Request - Count how many lines of the records contain the string "mask", treating uppercase and lowercase as different, and give only the number.

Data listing
■ ■ ■

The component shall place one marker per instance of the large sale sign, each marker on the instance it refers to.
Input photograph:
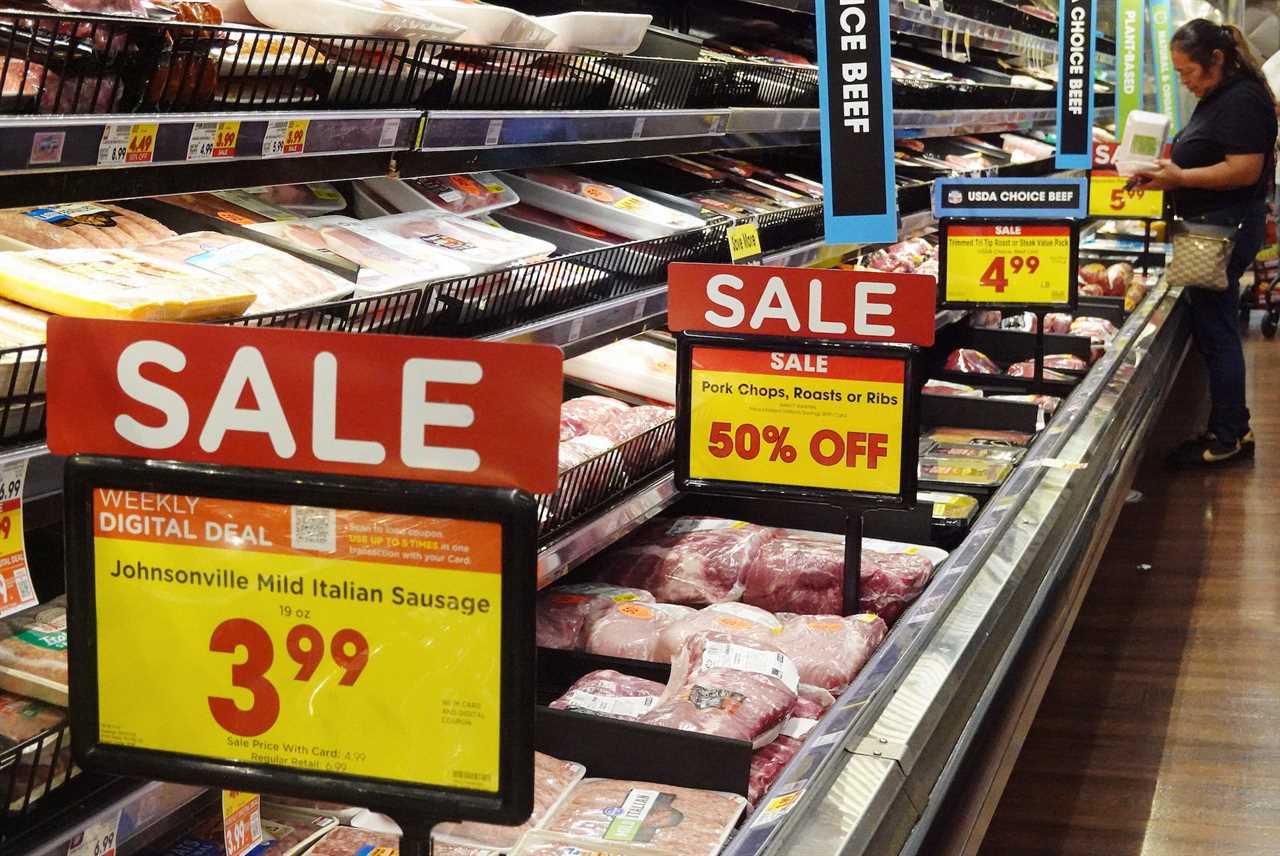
(402, 407)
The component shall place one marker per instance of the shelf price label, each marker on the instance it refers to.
(744, 243)
(127, 143)
(213, 140)
(265, 630)
(16, 589)
(1110, 198)
(286, 137)
(1009, 264)
(807, 420)
(242, 822)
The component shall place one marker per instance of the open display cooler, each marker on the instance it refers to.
(899, 745)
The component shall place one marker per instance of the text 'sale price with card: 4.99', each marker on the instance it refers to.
(1015, 264)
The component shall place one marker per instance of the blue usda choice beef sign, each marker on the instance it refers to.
(1075, 27)
(855, 94)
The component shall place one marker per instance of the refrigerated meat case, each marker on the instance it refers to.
(903, 738)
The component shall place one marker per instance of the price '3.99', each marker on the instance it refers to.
(348, 649)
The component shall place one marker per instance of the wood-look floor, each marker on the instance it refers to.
(1160, 732)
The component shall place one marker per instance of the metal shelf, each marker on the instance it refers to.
(922, 19)
(142, 810)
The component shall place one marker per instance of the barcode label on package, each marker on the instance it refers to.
(314, 529)
(750, 659)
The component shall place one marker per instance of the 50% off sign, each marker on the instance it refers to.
(784, 419)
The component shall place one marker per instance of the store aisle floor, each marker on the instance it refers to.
(1160, 732)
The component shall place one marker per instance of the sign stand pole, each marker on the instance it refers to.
(851, 590)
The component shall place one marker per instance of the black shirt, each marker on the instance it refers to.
(1237, 118)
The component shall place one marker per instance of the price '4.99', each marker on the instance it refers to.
(999, 270)
(348, 649)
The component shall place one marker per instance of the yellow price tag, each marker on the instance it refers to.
(264, 632)
(142, 143)
(242, 822)
(823, 421)
(225, 138)
(1109, 198)
(16, 589)
(1009, 264)
(744, 242)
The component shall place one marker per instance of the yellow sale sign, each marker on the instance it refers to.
(315, 639)
(1018, 264)
(1109, 198)
(822, 421)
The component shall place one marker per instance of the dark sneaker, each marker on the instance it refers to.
(1205, 451)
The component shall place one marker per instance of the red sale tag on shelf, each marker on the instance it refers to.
(242, 822)
(16, 589)
(298, 399)
(849, 306)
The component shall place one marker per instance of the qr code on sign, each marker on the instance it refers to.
(314, 529)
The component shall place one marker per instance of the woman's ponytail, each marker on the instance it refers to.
(1200, 37)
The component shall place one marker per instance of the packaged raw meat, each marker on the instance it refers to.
(607, 32)
(730, 618)
(635, 421)
(347, 841)
(600, 205)
(580, 449)
(563, 612)
(23, 718)
(611, 694)
(279, 280)
(553, 779)
(947, 388)
(727, 686)
(891, 581)
(33, 653)
(689, 561)
(635, 366)
(972, 362)
(645, 818)
(362, 18)
(80, 225)
(830, 650)
(461, 195)
(588, 415)
(768, 761)
(956, 471)
(387, 261)
(978, 436)
(798, 572)
(986, 319)
(1119, 279)
(978, 453)
(478, 246)
(1057, 323)
(568, 236)
(220, 206)
(21, 325)
(300, 200)
(118, 284)
(631, 630)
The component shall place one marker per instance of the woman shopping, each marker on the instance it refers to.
(1220, 172)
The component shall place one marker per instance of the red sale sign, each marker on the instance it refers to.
(842, 305)
(400, 407)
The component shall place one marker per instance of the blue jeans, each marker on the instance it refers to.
(1216, 324)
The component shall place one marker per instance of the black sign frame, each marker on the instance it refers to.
(848, 499)
(1073, 284)
(416, 804)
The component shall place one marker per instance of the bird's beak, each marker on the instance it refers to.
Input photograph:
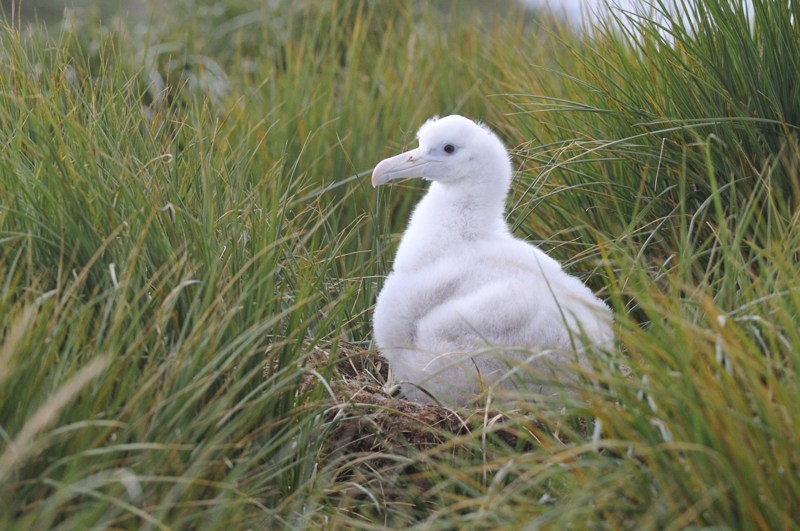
(408, 164)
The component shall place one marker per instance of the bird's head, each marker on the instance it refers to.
(452, 150)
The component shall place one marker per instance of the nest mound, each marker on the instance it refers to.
(371, 418)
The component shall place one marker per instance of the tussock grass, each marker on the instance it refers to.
(190, 249)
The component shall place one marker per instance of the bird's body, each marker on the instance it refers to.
(466, 301)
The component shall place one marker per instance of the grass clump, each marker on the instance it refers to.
(189, 254)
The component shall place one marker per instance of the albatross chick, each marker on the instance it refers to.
(466, 302)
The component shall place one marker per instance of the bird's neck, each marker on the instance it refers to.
(449, 216)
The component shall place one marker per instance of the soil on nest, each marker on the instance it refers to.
(370, 418)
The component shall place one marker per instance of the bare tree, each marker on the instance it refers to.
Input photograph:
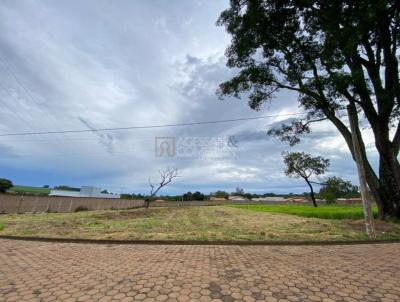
(166, 176)
(300, 164)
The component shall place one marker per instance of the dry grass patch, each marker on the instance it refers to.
(188, 223)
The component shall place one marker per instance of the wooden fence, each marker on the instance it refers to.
(38, 204)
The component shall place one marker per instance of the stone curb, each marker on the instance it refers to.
(200, 242)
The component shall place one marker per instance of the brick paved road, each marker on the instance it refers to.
(36, 271)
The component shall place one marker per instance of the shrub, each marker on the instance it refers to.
(81, 209)
(330, 198)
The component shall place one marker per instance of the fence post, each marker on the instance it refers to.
(20, 202)
(59, 206)
(70, 205)
(48, 206)
(35, 204)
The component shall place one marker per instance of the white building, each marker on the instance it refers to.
(85, 191)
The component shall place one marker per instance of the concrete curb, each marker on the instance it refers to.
(195, 242)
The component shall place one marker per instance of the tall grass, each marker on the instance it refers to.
(323, 212)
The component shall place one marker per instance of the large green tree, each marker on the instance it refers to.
(335, 54)
(300, 164)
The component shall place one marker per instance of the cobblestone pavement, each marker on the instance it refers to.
(38, 271)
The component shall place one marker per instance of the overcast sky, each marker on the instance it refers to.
(71, 65)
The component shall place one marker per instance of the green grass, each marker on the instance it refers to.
(190, 223)
(29, 189)
(322, 212)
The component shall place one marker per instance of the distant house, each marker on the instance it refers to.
(85, 191)
(269, 199)
(237, 198)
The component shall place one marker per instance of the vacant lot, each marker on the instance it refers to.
(188, 223)
(323, 212)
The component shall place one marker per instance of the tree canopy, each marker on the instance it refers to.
(300, 164)
(334, 54)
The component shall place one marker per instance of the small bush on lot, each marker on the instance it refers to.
(81, 209)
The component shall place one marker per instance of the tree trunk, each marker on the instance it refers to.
(312, 193)
(389, 186)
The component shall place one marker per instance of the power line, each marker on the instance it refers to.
(151, 126)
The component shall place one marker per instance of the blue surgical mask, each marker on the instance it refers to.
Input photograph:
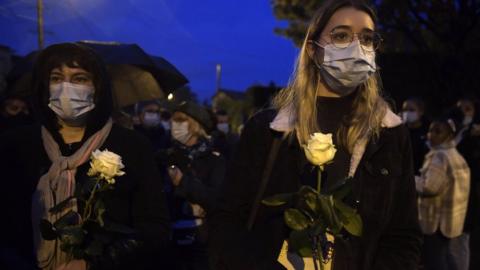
(343, 70)
(71, 101)
(180, 131)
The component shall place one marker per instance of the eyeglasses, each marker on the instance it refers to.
(342, 37)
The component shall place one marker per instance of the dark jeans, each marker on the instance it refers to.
(442, 253)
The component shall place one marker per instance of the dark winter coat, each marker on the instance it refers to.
(383, 183)
(137, 201)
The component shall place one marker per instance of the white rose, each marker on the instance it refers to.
(320, 149)
(106, 164)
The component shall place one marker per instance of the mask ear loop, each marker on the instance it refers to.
(452, 125)
(309, 52)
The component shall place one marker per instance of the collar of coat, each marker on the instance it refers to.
(284, 121)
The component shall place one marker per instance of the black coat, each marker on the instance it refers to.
(137, 201)
(383, 183)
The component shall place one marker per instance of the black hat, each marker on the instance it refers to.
(197, 112)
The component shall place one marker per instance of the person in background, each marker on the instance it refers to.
(14, 112)
(468, 140)
(413, 115)
(165, 117)
(43, 165)
(151, 125)
(123, 119)
(443, 187)
(196, 172)
(224, 140)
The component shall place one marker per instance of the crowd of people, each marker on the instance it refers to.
(186, 191)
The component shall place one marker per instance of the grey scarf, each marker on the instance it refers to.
(54, 187)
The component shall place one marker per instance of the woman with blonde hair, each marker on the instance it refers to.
(335, 89)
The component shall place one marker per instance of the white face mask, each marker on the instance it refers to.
(151, 119)
(467, 120)
(410, 117)
(71, 101)
(180, 131)
(345, 69)
(223, 127)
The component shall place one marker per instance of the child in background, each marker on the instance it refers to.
(443, 187)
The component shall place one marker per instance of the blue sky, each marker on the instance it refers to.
(193, 35)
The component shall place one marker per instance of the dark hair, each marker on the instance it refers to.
(221, 112)
(71, 55)
(329, 8)
(452, 119)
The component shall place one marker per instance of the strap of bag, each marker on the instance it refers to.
(263, 184)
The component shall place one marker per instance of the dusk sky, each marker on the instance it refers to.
(192, 35)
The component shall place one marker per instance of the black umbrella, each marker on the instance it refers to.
(116, 53)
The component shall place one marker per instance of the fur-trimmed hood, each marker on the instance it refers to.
(284, 122)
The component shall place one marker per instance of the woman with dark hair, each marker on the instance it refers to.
(334, 89)
(195, 171)
(46, 164)
(443, 187)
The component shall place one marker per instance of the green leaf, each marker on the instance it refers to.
(277, 200)
(47, 230)
(99, 209)
(61, 206)
(295, 219)
(354, 225)
(72, 235)
(299, 242)
(94, 249)
(343, 189)
(69, 219)
(319, 227)
(313, 203)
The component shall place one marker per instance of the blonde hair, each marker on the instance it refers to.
(300, 95)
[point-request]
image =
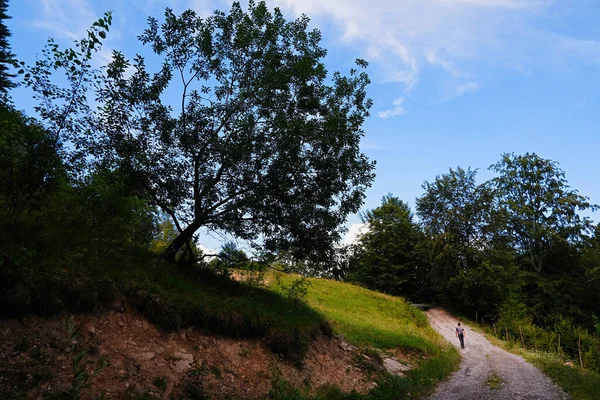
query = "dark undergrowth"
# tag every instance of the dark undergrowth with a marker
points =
(170, 295)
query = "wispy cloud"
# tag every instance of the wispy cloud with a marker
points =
(397, 109)
(404, 38)
(64, 18)
(467, 87)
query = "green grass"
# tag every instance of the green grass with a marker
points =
(494, 381)
(579, 383)
(177, 296)
(367, 318)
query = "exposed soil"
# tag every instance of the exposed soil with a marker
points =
(488, 372)
(35, 362)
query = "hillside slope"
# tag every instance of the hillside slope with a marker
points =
(167, 337)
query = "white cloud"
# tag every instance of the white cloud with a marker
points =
(354, 232)
(403, 38)
(467, 87)
(398, 109)
(65, 18)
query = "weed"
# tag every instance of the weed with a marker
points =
(81, 377)
(216, 371)
(245, 353)
(161, 382)
(21, 346)
(494, 381)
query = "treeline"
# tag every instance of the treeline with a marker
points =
(514, 250)
(261, 145)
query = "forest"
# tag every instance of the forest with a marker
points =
(263, 144)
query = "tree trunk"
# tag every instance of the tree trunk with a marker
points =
(184, 237)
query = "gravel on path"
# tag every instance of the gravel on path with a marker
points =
(488, 372)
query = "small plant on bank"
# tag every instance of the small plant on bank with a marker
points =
(81, 377)
(161, 382)
(295, 291)
(494, 381)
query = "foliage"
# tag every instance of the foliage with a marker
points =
(296, 291)
(385, 257)
(260, 145)
(7, 58)
(81, 377)
(537, 207)
(64, 111)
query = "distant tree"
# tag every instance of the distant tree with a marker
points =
(260, 145)
(7, 58)
(538, 209)
(453, 212)
(385, 258)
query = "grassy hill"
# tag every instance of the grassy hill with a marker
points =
(368, 318)
(175, 297)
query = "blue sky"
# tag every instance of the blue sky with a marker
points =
(455, 82)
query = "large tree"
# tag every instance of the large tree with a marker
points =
(260, 143)
(454, 213)
(385, 257)
(538, 209)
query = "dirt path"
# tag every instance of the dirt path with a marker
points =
(483, 361)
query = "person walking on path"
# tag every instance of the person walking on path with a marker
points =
(460, 334)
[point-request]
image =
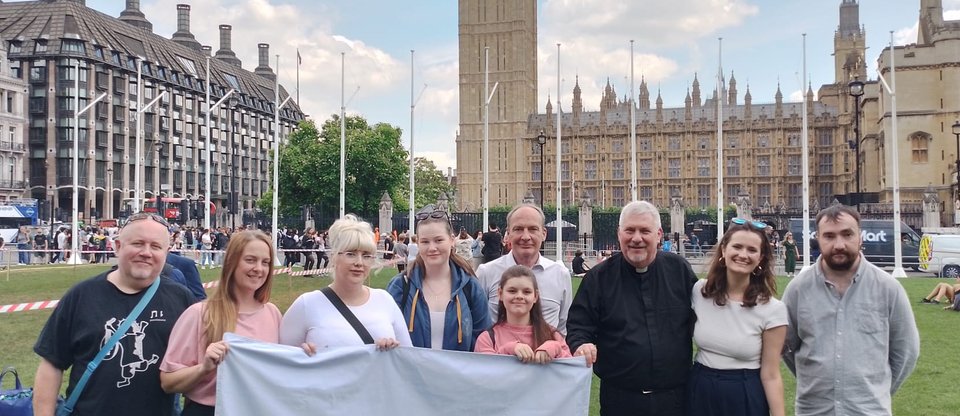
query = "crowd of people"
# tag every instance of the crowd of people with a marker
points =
(844, 328)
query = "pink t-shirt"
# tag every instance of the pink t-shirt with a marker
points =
(508, 336)
(185, 349)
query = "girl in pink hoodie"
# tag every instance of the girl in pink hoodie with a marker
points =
(520, 329)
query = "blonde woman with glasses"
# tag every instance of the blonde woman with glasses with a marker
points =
(321, 319)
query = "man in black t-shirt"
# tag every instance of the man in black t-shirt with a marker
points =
(127, 382)
(492, 244)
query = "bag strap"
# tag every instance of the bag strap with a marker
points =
(16, 378)
(348, 315)
(121, 330)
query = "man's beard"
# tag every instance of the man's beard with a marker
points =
(841, 265)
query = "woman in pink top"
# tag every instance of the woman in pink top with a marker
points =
(520, 329)
(240, 305)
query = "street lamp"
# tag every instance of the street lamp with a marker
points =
(75, 234)
(156, 196)
(856, 91)
(541, 140)
(956, 133)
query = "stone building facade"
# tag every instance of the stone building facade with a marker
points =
(47, 39)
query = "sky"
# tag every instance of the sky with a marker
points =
(673, 40)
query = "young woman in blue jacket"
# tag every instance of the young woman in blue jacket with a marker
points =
(442, 302)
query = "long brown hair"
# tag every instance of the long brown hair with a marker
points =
(220, 309)
(762, 284)
(462, 263)
(542, 331)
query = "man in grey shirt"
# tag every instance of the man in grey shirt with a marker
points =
(852, 340)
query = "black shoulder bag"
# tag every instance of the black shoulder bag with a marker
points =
(348, 315)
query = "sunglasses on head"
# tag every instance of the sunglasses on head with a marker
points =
(438, 214)
(146, 216)
(755, 224)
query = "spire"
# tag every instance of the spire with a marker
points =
(732, 93)
(132, 15)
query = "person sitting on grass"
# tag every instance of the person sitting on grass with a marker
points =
(942, 289)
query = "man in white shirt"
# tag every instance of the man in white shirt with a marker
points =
(526, 232)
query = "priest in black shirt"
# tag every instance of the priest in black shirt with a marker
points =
(632, 319)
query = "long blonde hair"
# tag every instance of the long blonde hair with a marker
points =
(220, 309)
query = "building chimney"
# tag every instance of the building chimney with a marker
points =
(225, 53)
(263, 69)
(183, 35)
(133, 16)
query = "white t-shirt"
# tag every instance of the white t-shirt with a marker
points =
(730, 336)
(312, 318)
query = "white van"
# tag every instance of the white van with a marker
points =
(940, 254)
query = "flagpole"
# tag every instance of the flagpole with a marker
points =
(720, 140)
(805, 145)
(559, 178)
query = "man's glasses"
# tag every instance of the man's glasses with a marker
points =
(438, 214)
(146, 216)
(353, 256)
(755, 224)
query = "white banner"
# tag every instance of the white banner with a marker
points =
(258, 378)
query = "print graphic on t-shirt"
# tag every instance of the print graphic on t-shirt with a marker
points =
(132, 362)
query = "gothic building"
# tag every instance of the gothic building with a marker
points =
(47, 39)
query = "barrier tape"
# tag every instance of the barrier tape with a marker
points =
(49, 304)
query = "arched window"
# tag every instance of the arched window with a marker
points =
(919, 145)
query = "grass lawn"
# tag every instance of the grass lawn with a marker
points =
(929, 391)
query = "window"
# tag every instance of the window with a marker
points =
(763, 140)
(590, 170)
(793, 140)
(618, 169)
(704, 195)
(645, 144)
(646, 193)
(763, 195)
(825, 137)
(618, 196)
(825, 167)
(673, 142)
(703, 167)
(733, 166)
(794, 195)
(918, 144)
(674, 168)
(733, 141)
(763, 166)
(646, 168)
(591, 147)
(793, 165)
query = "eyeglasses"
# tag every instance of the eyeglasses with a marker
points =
(146, 216)
(438, 214)
(755, 224)
(353, 256)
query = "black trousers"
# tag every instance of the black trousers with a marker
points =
(615, 401)
(197, 409)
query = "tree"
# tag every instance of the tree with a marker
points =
(430, 182)
(310, 166)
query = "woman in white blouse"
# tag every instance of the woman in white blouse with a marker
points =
(314, 323)
(740, 329)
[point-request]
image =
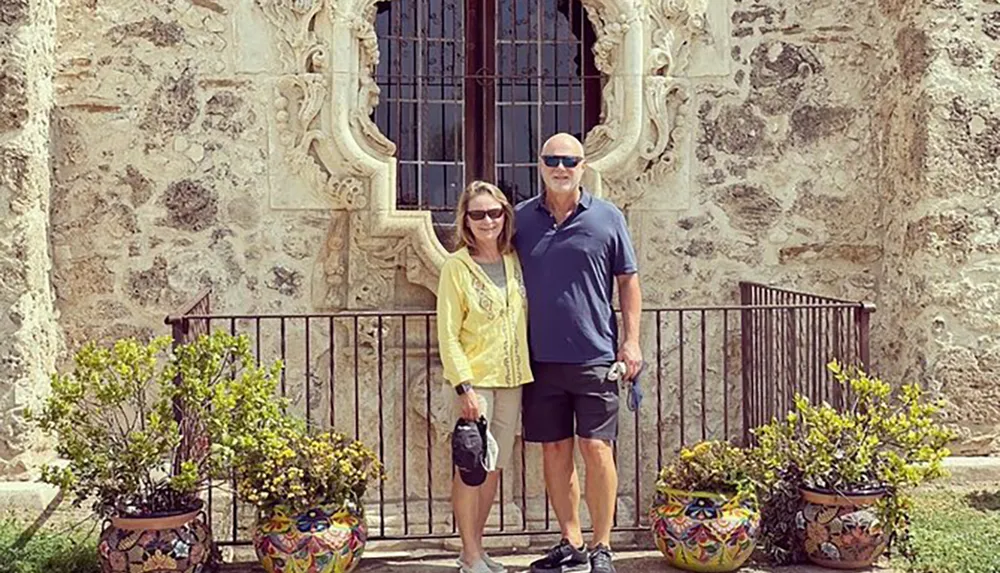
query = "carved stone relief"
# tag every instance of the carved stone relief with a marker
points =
(328, 154)
(657, 175)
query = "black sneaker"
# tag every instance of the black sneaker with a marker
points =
(600, 560)
(563, 558)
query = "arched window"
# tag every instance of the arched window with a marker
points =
(471, 88)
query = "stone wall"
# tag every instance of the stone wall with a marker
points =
(939, 291)
(822, 145)
(28, 330)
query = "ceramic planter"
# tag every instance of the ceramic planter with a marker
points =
(178, 543)
(321, 540)
(701, 531)
(841, 531)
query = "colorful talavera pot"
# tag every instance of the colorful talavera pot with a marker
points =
(180, 543)
(322, 539)
(841, 530)
(701, 531)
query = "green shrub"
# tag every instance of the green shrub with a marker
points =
(114, 417)
(881, 440)
(47, 551)
(710, 466)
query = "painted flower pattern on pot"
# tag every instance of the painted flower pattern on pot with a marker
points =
(319, 540)
(704, 532)
(841, 531)
(181, 549)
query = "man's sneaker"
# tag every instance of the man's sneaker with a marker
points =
(600, 559)
(563, 558)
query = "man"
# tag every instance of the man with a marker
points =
(573, 248)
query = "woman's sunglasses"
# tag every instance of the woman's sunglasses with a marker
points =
(568, 161)
(480, 215)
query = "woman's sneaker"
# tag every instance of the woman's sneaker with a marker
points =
(495, 566)
(563, 558)
(600, 559)
(478, 567)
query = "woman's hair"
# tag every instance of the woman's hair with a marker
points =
(463, 234)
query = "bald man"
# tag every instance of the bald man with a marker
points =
(573, 248)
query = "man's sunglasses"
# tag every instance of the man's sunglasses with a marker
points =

■ ■ ■

Result for this exercise - 3